=== SELECTED PASSAGE ===

Webster’s has a new entry for mea culpa: A voluntary payment of $500 million to avoid criminal prosecution and jail.
That’s almost a rounding error for a company with a Market Cap well north of $130 billion – but the healthcare system can definitely use the money. I remember when some of the first estimates for widespread EHR adoption were announced in 2008. One that was hotly contested (way too high) was $150 million over 8 years. Safe to say – we’ve got that fully funded – with change.
Google stock actually inched up (+$3.25) so it’s safe to say investors collectively yawned. Buried in Google’s long forgotten Corporate Information pages is this one called:
Ten Things We Know To Be True
“We first wrote these ‘10 things’ several years ago. From time to time we revisit this list to see if it still holds true. We hope it does – and you can hold us to that. (September 2009).”
We’ll hold Google to wordsmithing this one:
6. You can make money without doing evil.
Maybe tweak it just a tad to something like:
6. You can print money without too much evil.
As the briefest of backgrounders, from 2003 to 2009 the GOOG basically allowed unlicensed Canadian Pharmacies to illegally advertise prescription drugs in the U.S. using Google’s Adwords program. According to the allegations, Google actively provided support and advice to the pharmacies to help maximize those campaigns which were lucrative to both the pharmacies and – of course – Google.

=== DATASET CONTENT ===

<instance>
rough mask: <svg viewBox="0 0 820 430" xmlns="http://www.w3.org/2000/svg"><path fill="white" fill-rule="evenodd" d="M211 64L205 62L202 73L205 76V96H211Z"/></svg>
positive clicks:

===

> WHAT THE TASK REQUIRES
Answer these about the piece on Google's $500 million payment:
1. By how much did Google stock move?
2. What date follows Google's note on its "Ten Things We Know To Be True" list?
3. Over what years did Google let unlicensed Canadian pharmacies advertise prescription drugs in the U.S.?

> ANSWER BOX
1. It rose $3.25.
2. September 2009.
3. From 2003 to 2009.